Trouvera-t-on aisément ailleurs ce qui va manquer, et qui, déjà proclamé nécessaire il y a huit ans, est aujourd’hui à peu près strictement indispensable ? S’adressera-t-on à d’autres sources, présentant des conditions moins favorables, sans doute, mais dont on serait cependant tout heureux et tout aise de s’accommoder ? Il n’en manque pas, dans ce grand cercle autour de Paris, dont nous avons déjà parlé. Mais partout, il faut s’attendre aux résistances les plus vives, tout au moins à d’inacceptables exigences. Le temps n’est plus où l’ingénieur Vallée, chargé par Belgrand de faire à l’amiable l’acquisition des sources de la Vanne, pouvait dire aux paysans champenois, avec la certitude qu’il ne serait pas cru et que c’était là le meilleur moyen de dépister les curieux, qu’il venait, à 150 kilomètres de Paris, acquérir des sources pour la capitale. Les fins matois, à qui il tenait ce propos, le regardaient en souriant et s’éloignaient en haussant les épaules. Il n’en serait, certes, plus de même aujourd’hui. Le moindre propriétaire de source est bien décidé à la transformer en Pactole le jour où poindra à l’horizon l’agent du service municipal. Il y a aussi les villes, les communes qui réclameront, comme Provins, comme Verneuil, comme, dit-on, aussi Châtillon-sur-Seine, qui a pris les devans. Il y a l’irrigation, il y a les industries, assises séculairement sur les bords des ruisseaux, et qui protestent avant de se voir enlever la force motrice ou l’eau nécessaire à leurs opérations. On ne peut s’empêcher de reconnaître que c’est d’une main toujours bien discrète qu’il faut toucher à tous ces intérêts respectables, à tous ces élémens du travail utile et fécond qui, depuis si longtemps, nourrit la population de toutes ces petites vallées laborieuses.

Quelque considérables cependant que puissent être les dommages causés par le détournement des sources, la loi, le croirait-on, retire aux intéressés tout droit à réclamation. De l’article 641 du code civil, interprété par la jurisprudence de la façon la plus exacte, peut-être, mais aussi la plus rigoureuse, il résulte que les sources sont l’accessoire du fond où elles jaillissent. En vertu du principe que la propriété est le droit de jouir et de disposer des choses de la manière la plus absolue, le propriétaire du fond peut en faire tel usage qu’il juge convenable, les retenir, en changer le cours, sans que le propriétaire qui recevait ces eaux à la sortie du premier héritage, quelque préjudice qu’il éprouve du changement, y puisse faire opposition ni même réclamer une indemnité.

Consignes:
A: D'après le texte sur les sources destinées à Paris, qui avait chargé l'ingénieur Vallée d'acquérir à l'amiable les sources de la Vanne ?
B: Restituez sans aucune modification le passage du texte sur les sources destinées à Paris, depuis « Quelque considérables cependant » jusqu'à « réclamer une indemnité. ».
C: Poursuivez le texte sur les sources destinées à Paris à partir de l'endroit où il s'arrête.
Les lignes qui viennent ensuite forment un matériau à part.

Segment de données:
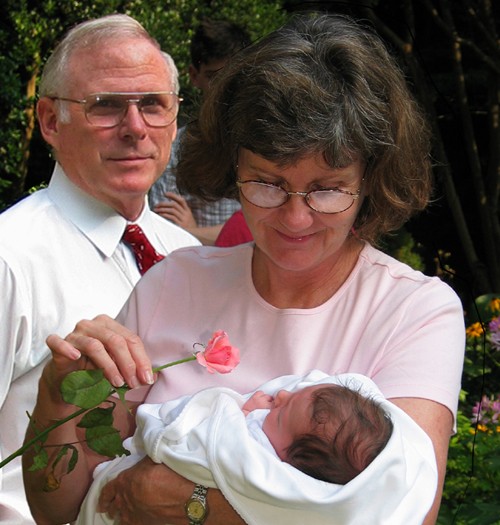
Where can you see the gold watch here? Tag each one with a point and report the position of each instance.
(196, 506)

Réponses de l'exercice:
A: Belgrand.

B:
Quelque considérables cependant que puissent être les dommages causés par le détournement des sources, la loi, le croirait-on, retire aux intéressés tout droit à réclamation. De l’article 641 du code civil, interprété par la jurisprudence de la façon la plus exacte, peut-être, mais aussi la plus rigoureuse, il résulte que les sources sont l’accessoire du fond où elles jaillissent. En vertu du principe que la propriété est le droit de jouir et de disposer des choses de la manière la plus absolue, le propriétaire du fond peut en faire tel usage qu’il juge convenable, les retenir, en changer le cours, sans que le propriétaire qui recevait ces eaux à la sortie du premier héritage, quelque préjudice qu’il éprouve du changement, y puisse faire opposition ni même réclamer une indemnité.

C:
C’est bien net, et c’est peut-être pousser loin le respect de la propriété. Partant de là, quelques villes, — et de fort importantes, — Dijon, la première, — devenues propriétaires de sources, non pas même par voie amiable, mais en vertu d’une expropriation pour cause d’utilité publique, n’ont consenti, au moment où elles les captaient pour leur usage, ni indemnité ni dédommagement quelconque aux usiniers dont elles ruinaient l’industrie, aux agriculteurs dont elles stérilisaient les prés. C’est la loi.

Il ne convient, certes, pas de dire avec je ne sais plus quel membre de nos assemblées législatives : « Je ne suis pas juriste et je m’en félicite : il m’est plus facile d’être juste. » Mais il est I néanmoins permis de trouver que dans le cas actuel summun jus est bien près de summa injuria. En présence du développement et de l’organisation de l’industrie et de l’agriculture d’aujourd’hui, une semblable disposition légale, supportable peut-être il y a cent ans, appelle une prompte réforme.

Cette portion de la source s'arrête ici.